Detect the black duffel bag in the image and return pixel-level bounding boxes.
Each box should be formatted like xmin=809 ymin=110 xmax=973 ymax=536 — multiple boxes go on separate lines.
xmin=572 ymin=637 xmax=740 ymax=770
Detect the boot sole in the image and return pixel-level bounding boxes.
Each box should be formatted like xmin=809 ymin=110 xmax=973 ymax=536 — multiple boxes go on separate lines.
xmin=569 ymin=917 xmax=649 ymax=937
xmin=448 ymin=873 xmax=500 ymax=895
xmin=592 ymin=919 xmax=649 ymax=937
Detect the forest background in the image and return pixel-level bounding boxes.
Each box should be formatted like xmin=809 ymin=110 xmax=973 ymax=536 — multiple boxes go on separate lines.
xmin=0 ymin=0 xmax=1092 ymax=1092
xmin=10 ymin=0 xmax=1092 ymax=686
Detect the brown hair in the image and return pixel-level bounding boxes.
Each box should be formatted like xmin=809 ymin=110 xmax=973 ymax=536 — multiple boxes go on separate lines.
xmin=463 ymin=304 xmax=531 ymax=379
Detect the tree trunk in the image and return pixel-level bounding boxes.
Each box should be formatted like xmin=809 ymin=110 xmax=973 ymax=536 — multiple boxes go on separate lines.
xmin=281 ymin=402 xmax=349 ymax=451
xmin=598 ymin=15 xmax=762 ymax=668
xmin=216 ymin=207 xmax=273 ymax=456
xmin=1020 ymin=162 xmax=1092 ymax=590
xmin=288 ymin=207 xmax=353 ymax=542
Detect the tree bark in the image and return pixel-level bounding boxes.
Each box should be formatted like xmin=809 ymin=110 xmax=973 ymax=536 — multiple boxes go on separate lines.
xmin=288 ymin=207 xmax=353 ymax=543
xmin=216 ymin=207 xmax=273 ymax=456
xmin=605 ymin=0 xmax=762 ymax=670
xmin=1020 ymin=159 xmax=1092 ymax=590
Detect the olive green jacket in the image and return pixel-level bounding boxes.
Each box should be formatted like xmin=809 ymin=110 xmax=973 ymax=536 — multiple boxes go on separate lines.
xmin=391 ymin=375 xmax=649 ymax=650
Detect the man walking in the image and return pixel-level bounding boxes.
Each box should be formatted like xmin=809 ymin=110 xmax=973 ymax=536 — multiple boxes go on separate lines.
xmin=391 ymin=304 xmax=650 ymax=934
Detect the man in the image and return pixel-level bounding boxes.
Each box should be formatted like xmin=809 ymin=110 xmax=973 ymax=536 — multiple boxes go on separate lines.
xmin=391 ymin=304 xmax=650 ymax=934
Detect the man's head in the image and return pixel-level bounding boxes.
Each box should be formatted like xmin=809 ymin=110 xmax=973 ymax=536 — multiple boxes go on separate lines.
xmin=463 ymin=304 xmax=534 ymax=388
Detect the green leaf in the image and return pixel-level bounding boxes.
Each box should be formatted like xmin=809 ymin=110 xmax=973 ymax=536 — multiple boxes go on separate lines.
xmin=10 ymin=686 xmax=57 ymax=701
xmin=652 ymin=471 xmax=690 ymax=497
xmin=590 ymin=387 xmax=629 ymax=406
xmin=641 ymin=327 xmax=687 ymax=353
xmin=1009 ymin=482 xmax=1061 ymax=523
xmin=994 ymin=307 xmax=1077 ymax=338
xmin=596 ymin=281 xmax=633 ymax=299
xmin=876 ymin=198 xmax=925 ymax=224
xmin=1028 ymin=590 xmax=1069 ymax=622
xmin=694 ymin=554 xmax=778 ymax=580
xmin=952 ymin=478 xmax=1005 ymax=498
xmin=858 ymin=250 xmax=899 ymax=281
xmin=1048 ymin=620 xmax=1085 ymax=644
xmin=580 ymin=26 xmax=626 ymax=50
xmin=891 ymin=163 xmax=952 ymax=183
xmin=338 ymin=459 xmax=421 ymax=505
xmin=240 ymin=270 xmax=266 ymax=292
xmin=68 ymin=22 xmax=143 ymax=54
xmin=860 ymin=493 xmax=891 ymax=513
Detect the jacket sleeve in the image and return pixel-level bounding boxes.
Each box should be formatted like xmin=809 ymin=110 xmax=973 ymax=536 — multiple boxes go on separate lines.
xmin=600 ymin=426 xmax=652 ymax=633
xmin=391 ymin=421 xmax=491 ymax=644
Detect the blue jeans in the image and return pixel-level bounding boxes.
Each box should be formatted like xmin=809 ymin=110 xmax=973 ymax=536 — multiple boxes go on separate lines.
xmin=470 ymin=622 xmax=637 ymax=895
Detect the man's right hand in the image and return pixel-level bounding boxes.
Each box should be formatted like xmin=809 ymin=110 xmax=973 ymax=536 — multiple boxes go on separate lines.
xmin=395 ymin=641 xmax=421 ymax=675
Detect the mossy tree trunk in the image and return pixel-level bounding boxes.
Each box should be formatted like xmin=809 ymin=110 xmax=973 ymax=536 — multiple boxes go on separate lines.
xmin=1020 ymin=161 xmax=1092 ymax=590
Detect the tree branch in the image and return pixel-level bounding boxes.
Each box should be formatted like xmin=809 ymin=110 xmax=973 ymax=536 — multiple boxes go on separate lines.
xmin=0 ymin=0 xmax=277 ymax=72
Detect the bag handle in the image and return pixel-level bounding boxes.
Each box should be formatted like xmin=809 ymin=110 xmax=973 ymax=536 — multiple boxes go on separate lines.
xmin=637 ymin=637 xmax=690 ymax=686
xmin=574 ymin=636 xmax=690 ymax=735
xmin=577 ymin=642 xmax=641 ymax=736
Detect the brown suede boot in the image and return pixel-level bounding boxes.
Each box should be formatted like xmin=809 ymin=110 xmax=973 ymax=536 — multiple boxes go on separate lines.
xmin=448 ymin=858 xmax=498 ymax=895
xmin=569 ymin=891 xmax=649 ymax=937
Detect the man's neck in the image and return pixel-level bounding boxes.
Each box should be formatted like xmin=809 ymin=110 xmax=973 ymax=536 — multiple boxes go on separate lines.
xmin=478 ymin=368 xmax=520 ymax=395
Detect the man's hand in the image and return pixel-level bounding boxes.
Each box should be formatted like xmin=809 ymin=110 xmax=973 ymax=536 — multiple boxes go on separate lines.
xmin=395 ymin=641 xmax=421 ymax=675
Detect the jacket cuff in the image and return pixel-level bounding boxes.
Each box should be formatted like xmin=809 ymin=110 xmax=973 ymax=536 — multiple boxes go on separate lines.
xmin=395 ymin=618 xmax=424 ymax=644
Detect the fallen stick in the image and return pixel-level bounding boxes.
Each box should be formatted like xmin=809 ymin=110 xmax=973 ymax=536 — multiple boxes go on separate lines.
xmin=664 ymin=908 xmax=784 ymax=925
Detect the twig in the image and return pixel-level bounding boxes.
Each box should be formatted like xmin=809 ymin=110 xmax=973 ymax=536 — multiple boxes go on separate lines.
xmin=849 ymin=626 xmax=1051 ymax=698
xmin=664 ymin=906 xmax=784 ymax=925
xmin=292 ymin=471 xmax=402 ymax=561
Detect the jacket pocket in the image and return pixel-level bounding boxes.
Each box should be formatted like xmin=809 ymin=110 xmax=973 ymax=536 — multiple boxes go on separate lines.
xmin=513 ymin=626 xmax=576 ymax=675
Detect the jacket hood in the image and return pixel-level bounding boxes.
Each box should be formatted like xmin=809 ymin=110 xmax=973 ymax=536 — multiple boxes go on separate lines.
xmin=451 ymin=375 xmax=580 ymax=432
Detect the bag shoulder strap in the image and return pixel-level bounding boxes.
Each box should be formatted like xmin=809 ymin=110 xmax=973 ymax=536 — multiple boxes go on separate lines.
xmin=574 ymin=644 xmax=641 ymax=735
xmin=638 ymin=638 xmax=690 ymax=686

Письменное задание → Представьте все приведенные выше записи в виде CSV из двух столбцов, «текст» и «ответ», по одной строке на запись. Каждое значение заключите в кавычки как одно поле, заменив переносы строк пробелами.

Полный ответ →
текст,ответ
"Detect the black duffel bag in the image and return pixel-level bounding boxes. Each box should be formatted like xmin=809 ymin=110 xmax=973 ymax=536 — multiple boxes go on separate lines.","xmin=572 ymin=637 xmax=740 ymax=770"
"Detect the boot sole in the image and return pixel-level bounding boxes. Each box should be formatted like xmin=809 ymin=110 xmax=973 ymax=536 — multiple boxes go on separate lines.","xmin=569 ymin=917 xmax=649 ymax=937 xmin=448 ymin=873 xmax=500 ymax=895 xmin=592 ymin=919 xmax=649 ymax=937"
"Detect the forest background in the image and return pixel-level bounding boxes. Each box should be formatted like xmin=809 ymin=110 xmax=973 ymax=536 — multiple boxes go on separate lines.","xmin=0 ymin=0 xmax=1092 ymax=1092 xmin=10 ymin=0 xmax=1092 ymax=686"
"Detect the brown hair in the image and return pixel-level bounding boxes. Each box should be formatted like xmin=809 ymin=110 xmax=973 ymax=536 — multiple boxes go on separate lines.","xmin=463 ymin=304 xmax=531 ymax=379"
"Detect the tree trunk in the image and return pixel-level bounding boxes. Each box should be formatted like xmin=809 ymin=110 xmax=973 ymax=536 — multiple boxes go on separate lines.","xmin=281 ymin=402 xmax=349 ymax=451 xmin=598 ymin=15 xmax=762 ymax=668 xmin=216 ymin=207 xmax=273 ymax=456 xmin=1020 ymin=162 xmax=1092 ymax=590 xmin=288 ymin=207 xmax=353 ymax=542"
"Detect the tree bark in the image and return pixel-level bounding boxes. Each box should be formatted like xmin=809 ymin=110 xmax=973 ymax=536 — multiple boxes go on separate lines.","xmin=288 ymin=207 xmax=353 ymax=543 xmin=216 ymin=207 xmax=273 ymax=456 xmin=605 ymin=0 xmax=762 ymax=670 xmin=1020 ymin=159 xmax=1092 ymax=590"
"Detect the olive green jacket in the image and return pixel-level bounding boxes. Each box should be formatted like xmin=809 ymin=110 xmax=973 ymax=536 — multiple boxes go on separate lines.","xmin=391 ymin=375 xmax=649 ymax=650"
"Detect the man walking in the image and return pixel-level bounding boxes. Each box should be formatted like xmin=809 ymin=110 xmax=973 ymax=536 — multiple boxes go on separate lines.","xmin=391 ymin=304 xmax=650 ymax=934"
"Detect the man in the image and return pixel-level bounding boxes. Each box should be formatted like xmin=809 ymin=110 xmax=973 ymax=536 — multiple boxes go on separate lines.","xmin=391 ymin=304 xmax=650 ymax=934"
"Detect the man's head in the image and return pixel-level bounding boxes. Each box should be formatted like xmin=809 ymin=110 xmax=973 ymax=536 — multiple boxes go on separate lines.","xmin=463 ymin=304 xmax=534 ymax=388"
"Detect the green leaf in the image and return pixel-level bounding boxes. Each box should be formatted like xmin=809 ymin=110 xmax=973 ymax=536 — multiple boxes go on separate lines.","xmin=10 ymin=686 xmax=57 ymax=701 xmin=652 ymin=471 xmax=690 ymax=497 xmin=590 ymin=387 xmax=629 ymax=406 xmin=641 ymin=327 xmax=687 ymax=353 xmin=1009 ymin=482 xmax=1061 ymax=523 xmin=994 ymin=307 xmax=1077 ymax=338 xmin=596 ymin=281 xmax=633 ymax=299 xmin=876 ymin=198 xmax=925 ymax=224 xmin=1028 ymin=590 xmax=1069 ymax=622 xmin=694 ymin=554 xmax=778 ymax=580 xmin=952 ymin=478 xmax=1005 ymax=498 xmin=858 ymin=250 xmax=899 ymax=281 xmin=1048 ymin=620 xmax=1085 ymax=644 xmin=580 ymin=26 xmax=626 ymax=50 xmin=891 ymin=163 xmax=952 ymax=183 xmin=338 ymin=459 xmax=421 ymax=505 xmin=240 ymin=270 xmax=266 ymax=292 xmin=68 ymin=22 xmax=143 ymax=54 xmin=860 ymin=493 xmax=891 ymax=513"
"Detect the jacket sleeve in the image and return pixel-level bounding boxes. Each box should be formatted like xmin=809 ymin=110 xmax=973 ymax=536 — multiple boxes go on separate lines.","xmin=600 ymin=426 xmax=652 ymax=633 xmin=391 ymin=421 xmax=491 ymax=644"
"Detect the blue jeans in the image and return pixel-level bounding boxes. Each box should be formatted like xmin=809 ymin=110 xmax=973 ymax=536 — multiple boxes go on separate lines.","xmin=470 ymin=622 xmax=637 ymax=895"
"Detect the man's right hand in the image and return pixel-level bounding boxes. Each box should be formatted like xmin=809 ymin=110 xmax=973 ymax=536 — multiple boxes go on separate lines.","xmin=395 ymin=641 xmax=421 ymax=675"
"Detect the mossy tree trunk in the image and return pixel-level bounding boxes. Each box should be formatted like xmin=809 ymin=110 xmax=973 ymax=536 — multiple boxes go on separate lines.","xmin=1020 ymin=161 xmax=1092 ymax=590"
"Detect the tree branch in the image and return pixel-level bounding boxes. Each box should be formatted like xmin=809 ymin=110 xmax=973 ymax=536 — multiple boxes go on separate lines.","xmin=0 ymin=0 xmax=277 ymax=72"
"Detect the bag handle in the image and return pixel-level bounding boxes. Each box should be formatted like xmin=809 ymin=110 xmax=973 ymax=536 — multiple boxes go on separate lines.","xmin=637 ymin=637 xmax=690 ymax=686 xmin=574 ymin=636 xmax=690 ymax=735 xmin=577 ymin=642 xmax=641 ymax=736"
"Detect the brown suede boot in the image and return pixel-level bounding boxes. Each box should be formatted like xmin=809 ymin=110 xmax=973 ymax=536 — multiple boxes go on separate lines.","xmin=448 ymin=858 xmax=498 ymax=895 xmin=569 ymin=891 xmax=649 ymax=937"
"Detect the man's neck in the image and return pixel-level bounding boxes. Each box should be formatted like xmin=809 ymin=110 xmax=973 ymax=536 — multiple boxes go on separate lines.","xmin=478 ymin=368 xmax=520 ymax=395"
"Detect the man's hand in the image and return pixel-level bounding boxes. Each box should be formatted like xmin=809 ymin=110 xmax=973 ymax=536 — multiple boxes go on separate lines.","xmin=395 ymin=641 xmax=421 ymax=675"
"Detect the jacket cuff in the image and return pixel-level bounding boxes. Each box should be formatted like xmin=809 ymin=110 xmax=973 ymax=536 — multiple boxes go on separate lines.","xmin=395 ymin=618 xmax=424 ymax=644"
"Detect the fallen stick in the image and return pixel-level bounding boxes. Each box should be formatted like xmin=809 ymin=110 xmax=973 ymax=536 — multiple boxes go on separate lines.","xmin=664 ymin=908 xmax=784 ymax=925"
"Detect the twig in the image and return pixel-level bounding boxes. Each box should be formatted like xmin=809 ymin=110 xmax=973 ymax=536 — multiple boxes go on separate lines.","xmin=849 ymin=626 xmax=1051 ymax=698 xmin=664 ymin=906 xmax=784 ymax=925 xmin=292 ymin=471 xmax=402 ymax=561"
"Detect the jacket pocket in the image and return pixel-level bounding boxes. Each box should be formatted like xmin=809 ymin=110 xmax=973 ymax=536 — multiple boxes go on separate lines.","xmin=513 ymin=626 xmax=576 ymax=675"
"Detect the jacket hood in the image and return pixel-level bounding boxes. Each box should be formatted like xmin=809 ymin=110 xmax=973 ymax=536 — multiple boxes go on separate lines.","xmin=451 ymin=375 xmax=580 ymax=432"
"Detect the bag shoulder strap in the image and return pixel-level bounding boxes. Each box should be formatted like xmin=809 ymin=110 xmax=973 ymax=536 — multiple boxes go on separate lines.","xmin=574 ymin=644 xmax=641 ymax=735 xmin=638 ymin=638 xmax=690 ymax=686"